*RECORDS TO PROCESS*

+---+

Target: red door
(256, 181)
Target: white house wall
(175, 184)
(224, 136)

+---+

*TASK PROMPT*
Pull out each line in the listing above that contains the string "Target", matching case exactly.

*FINISHED TASK*
Target: red door
Target: white house wall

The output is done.